- [Input for this task]:
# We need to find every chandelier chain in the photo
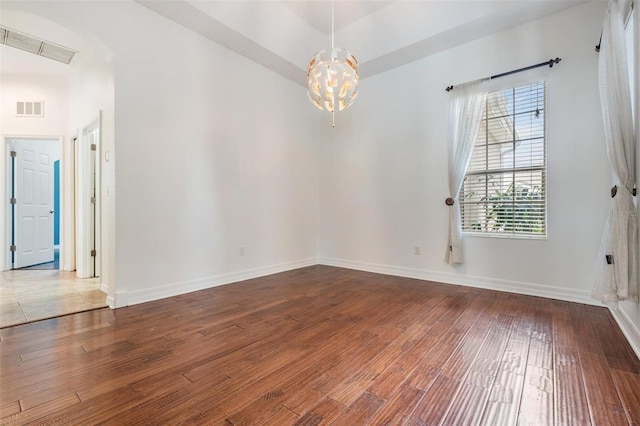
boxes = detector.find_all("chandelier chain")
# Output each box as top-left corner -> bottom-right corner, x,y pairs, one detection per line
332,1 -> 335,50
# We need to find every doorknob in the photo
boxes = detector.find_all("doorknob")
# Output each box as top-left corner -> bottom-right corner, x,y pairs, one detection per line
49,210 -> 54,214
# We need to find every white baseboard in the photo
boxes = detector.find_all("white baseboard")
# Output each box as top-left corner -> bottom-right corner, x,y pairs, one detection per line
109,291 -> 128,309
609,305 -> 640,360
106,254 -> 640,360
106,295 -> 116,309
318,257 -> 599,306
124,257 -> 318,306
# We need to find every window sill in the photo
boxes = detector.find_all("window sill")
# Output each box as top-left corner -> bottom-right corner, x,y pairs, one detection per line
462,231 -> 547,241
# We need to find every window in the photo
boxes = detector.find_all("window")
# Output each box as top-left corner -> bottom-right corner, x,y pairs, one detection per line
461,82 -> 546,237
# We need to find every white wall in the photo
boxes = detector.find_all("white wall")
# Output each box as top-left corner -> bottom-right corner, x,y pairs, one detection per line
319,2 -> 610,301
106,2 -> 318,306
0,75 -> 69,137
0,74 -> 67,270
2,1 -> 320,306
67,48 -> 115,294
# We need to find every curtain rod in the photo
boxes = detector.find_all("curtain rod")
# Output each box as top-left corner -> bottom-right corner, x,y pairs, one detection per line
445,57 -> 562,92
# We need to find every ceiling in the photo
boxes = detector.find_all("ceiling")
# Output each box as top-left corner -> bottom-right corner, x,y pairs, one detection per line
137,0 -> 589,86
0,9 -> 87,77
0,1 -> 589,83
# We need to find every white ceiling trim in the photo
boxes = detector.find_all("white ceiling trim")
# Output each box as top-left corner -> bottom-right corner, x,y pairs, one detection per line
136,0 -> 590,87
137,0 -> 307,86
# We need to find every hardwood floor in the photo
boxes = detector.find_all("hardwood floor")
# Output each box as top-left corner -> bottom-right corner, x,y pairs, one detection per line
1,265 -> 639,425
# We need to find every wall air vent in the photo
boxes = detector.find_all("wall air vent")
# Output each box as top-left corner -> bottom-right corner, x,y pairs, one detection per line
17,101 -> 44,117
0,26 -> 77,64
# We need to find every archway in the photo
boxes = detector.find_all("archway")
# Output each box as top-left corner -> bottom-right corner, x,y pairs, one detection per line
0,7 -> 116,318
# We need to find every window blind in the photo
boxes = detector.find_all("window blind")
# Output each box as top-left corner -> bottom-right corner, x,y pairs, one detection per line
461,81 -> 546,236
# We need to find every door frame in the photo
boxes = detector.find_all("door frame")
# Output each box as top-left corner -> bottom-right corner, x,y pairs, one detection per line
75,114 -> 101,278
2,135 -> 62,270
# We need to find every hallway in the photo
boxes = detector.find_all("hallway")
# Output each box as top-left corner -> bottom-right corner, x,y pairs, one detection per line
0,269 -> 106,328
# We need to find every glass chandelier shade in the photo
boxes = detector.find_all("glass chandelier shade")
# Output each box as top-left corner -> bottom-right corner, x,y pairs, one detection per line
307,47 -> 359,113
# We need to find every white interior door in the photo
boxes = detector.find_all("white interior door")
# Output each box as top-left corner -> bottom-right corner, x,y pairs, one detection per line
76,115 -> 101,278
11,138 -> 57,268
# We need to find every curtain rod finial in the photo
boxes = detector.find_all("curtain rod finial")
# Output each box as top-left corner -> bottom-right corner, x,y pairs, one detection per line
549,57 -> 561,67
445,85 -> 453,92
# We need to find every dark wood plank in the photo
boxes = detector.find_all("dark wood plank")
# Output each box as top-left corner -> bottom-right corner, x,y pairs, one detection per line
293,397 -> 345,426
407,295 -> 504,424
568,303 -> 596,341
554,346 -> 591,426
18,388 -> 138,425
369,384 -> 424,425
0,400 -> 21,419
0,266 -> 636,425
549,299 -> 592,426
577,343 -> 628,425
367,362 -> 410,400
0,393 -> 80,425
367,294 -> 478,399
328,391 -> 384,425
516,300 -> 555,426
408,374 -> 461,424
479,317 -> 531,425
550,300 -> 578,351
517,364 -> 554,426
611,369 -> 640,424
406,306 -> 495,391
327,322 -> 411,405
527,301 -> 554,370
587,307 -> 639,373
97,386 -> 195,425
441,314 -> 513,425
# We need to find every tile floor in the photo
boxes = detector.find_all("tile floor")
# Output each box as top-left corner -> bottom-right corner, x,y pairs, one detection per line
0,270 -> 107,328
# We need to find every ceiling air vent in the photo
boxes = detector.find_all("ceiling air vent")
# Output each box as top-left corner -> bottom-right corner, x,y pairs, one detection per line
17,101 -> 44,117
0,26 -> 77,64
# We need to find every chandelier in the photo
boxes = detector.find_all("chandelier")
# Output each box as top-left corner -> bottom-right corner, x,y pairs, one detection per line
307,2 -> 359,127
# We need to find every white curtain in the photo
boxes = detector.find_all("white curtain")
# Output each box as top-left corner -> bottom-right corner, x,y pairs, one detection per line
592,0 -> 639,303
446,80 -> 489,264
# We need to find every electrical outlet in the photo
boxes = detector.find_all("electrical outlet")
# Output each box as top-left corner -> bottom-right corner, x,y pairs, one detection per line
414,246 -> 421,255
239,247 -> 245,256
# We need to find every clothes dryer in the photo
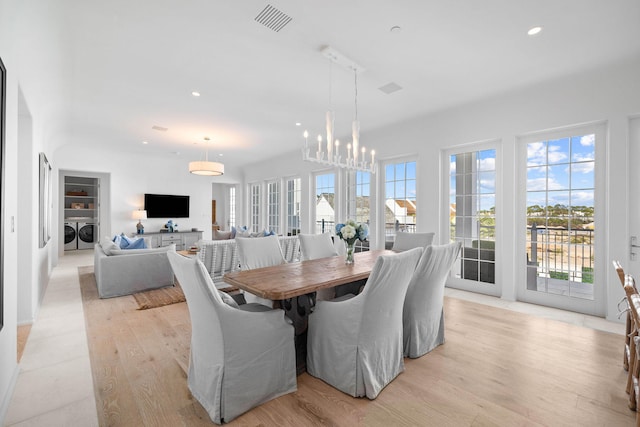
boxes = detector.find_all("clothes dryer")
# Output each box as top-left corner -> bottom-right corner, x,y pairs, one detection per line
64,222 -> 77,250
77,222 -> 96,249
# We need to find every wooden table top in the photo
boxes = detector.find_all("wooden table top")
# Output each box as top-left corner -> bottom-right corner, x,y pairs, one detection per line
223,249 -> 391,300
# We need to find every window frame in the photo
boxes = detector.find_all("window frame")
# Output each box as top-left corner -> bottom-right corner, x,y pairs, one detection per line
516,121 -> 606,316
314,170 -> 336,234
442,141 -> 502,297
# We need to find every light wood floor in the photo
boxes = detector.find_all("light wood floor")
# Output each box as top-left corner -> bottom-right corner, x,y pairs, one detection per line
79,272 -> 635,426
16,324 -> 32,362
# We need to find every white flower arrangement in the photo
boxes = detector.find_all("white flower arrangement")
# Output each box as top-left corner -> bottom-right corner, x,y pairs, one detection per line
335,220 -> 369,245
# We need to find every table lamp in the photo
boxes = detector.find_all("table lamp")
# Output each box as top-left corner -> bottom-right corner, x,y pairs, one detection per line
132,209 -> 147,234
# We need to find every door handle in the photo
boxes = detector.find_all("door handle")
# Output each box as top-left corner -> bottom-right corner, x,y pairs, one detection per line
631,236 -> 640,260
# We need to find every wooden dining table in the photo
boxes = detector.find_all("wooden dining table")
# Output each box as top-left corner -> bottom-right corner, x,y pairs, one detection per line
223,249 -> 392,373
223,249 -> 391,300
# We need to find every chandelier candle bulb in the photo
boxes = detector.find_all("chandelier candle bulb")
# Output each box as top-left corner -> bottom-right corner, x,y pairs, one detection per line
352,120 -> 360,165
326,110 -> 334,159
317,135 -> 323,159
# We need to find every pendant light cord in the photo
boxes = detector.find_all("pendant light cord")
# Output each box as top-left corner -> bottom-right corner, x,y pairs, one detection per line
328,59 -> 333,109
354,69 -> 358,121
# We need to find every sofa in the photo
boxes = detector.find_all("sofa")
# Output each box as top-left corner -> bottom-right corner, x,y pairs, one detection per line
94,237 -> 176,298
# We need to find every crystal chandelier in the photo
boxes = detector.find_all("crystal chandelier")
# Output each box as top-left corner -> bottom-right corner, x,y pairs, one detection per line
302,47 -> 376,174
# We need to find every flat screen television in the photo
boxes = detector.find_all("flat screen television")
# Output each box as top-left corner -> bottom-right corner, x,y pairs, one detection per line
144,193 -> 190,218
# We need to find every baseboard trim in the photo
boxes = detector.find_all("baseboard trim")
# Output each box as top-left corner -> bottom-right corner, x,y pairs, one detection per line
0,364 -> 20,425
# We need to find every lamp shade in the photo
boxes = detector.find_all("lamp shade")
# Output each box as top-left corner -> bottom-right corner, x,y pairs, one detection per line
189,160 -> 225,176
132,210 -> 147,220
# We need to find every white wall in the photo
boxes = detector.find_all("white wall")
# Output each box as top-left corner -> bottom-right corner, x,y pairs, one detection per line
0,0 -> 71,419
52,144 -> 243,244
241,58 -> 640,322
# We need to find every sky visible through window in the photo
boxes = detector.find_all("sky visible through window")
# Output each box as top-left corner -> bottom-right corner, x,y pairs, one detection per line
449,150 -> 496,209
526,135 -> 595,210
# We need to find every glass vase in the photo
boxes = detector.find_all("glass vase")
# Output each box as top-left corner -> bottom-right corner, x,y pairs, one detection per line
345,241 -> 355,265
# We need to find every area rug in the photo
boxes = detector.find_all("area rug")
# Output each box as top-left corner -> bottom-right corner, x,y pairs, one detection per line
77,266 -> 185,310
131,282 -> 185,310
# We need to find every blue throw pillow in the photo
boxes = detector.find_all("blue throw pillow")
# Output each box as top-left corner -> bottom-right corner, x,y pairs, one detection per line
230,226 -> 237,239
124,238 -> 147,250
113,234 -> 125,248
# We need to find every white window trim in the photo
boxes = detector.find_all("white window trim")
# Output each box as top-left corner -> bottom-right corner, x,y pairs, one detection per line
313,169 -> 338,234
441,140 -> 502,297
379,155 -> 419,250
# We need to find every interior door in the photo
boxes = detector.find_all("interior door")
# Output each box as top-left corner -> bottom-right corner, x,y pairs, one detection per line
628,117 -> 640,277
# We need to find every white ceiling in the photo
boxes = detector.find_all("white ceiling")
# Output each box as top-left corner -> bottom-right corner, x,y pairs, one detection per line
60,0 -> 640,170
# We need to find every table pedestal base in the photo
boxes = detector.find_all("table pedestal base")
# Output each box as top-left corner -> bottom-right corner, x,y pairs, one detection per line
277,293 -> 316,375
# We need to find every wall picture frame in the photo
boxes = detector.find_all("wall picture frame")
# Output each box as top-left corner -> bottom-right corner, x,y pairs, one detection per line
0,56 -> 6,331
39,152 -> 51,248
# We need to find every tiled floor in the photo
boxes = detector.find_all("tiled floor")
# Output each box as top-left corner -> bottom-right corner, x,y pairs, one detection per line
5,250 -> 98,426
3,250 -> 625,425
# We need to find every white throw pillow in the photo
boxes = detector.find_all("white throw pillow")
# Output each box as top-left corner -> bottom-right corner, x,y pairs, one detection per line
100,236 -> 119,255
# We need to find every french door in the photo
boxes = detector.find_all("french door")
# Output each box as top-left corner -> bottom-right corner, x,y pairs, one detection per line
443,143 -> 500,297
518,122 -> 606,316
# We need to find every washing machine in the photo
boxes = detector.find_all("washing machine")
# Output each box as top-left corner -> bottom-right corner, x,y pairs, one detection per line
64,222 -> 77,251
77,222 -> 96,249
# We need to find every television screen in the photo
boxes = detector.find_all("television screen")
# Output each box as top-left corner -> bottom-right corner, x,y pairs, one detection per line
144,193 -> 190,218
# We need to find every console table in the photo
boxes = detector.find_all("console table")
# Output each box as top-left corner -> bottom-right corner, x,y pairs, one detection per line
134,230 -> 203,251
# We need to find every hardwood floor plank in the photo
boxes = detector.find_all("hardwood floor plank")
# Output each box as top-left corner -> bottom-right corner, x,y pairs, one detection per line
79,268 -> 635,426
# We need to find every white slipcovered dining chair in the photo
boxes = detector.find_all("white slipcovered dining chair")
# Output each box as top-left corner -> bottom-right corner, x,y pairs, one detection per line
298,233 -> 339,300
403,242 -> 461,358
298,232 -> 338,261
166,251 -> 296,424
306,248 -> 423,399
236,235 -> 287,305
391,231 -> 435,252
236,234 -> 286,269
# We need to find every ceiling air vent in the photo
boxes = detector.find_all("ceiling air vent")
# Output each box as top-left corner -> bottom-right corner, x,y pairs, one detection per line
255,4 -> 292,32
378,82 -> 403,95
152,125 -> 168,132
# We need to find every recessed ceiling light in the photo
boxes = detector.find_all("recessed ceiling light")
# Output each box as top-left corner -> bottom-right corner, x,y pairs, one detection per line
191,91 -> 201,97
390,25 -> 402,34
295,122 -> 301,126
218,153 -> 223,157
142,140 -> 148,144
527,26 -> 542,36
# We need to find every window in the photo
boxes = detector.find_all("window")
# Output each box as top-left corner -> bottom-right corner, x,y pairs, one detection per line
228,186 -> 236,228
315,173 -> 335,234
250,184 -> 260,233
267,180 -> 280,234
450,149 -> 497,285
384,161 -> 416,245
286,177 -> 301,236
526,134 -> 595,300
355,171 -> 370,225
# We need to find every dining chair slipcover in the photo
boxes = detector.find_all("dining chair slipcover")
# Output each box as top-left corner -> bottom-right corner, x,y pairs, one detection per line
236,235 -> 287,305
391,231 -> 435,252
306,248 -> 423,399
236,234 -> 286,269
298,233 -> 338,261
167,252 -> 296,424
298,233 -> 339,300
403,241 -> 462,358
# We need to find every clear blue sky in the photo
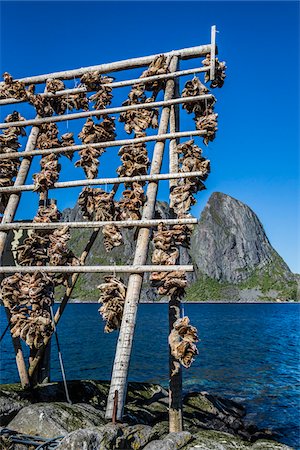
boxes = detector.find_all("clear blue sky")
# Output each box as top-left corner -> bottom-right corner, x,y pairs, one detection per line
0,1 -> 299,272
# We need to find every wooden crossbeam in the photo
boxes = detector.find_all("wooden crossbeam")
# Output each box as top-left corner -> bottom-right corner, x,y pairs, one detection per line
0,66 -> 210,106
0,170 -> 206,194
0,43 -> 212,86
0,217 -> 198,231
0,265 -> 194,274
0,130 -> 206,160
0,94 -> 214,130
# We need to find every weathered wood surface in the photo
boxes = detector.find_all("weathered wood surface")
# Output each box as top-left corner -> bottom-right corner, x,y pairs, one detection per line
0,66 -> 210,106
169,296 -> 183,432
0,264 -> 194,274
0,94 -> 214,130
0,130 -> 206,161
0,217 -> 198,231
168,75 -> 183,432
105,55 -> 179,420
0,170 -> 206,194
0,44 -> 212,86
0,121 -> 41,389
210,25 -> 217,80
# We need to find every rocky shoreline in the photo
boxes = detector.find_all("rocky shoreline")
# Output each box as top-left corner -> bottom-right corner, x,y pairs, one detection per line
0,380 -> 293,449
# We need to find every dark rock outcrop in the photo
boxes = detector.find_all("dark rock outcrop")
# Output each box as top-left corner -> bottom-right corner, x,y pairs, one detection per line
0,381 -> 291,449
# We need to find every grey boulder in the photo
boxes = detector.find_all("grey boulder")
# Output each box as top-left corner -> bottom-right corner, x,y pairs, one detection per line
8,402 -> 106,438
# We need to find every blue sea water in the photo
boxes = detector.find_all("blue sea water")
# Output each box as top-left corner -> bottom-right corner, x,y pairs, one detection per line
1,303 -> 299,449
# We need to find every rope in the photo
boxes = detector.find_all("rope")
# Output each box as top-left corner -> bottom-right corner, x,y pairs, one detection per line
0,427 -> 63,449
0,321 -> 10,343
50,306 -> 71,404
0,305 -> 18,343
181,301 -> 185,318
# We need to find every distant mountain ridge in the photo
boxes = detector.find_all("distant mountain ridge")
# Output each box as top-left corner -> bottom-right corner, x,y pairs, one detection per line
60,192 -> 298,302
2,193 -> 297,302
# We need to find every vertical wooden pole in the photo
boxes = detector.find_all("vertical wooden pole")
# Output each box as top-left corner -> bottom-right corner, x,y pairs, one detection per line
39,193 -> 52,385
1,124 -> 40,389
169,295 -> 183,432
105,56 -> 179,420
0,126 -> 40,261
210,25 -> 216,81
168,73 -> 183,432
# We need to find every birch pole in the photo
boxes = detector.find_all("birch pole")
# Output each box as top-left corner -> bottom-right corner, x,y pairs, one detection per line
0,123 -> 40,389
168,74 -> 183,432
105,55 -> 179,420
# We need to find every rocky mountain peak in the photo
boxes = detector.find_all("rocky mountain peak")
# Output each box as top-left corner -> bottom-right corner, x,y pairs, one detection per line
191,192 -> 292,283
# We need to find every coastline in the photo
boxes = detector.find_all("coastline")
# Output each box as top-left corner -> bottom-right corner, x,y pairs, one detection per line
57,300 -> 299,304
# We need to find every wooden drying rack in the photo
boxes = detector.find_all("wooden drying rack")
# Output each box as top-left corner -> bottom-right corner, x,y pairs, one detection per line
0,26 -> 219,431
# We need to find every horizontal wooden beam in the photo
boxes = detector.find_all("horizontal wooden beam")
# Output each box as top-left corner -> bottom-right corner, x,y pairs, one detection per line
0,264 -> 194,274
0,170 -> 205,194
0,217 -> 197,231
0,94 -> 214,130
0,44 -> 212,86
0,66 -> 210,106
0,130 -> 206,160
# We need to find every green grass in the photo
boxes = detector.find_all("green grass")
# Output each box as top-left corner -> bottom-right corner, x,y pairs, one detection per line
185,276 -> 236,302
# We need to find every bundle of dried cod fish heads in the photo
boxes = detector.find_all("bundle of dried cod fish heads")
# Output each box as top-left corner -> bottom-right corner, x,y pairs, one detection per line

- [Work task]: Lines containing the word "outcrop" must be found in the data above and copied.

- [Solution to the problem]:
# We need to find every dark rock outcrop in the photo
boxes = detector.find_all("dark rock outcrop")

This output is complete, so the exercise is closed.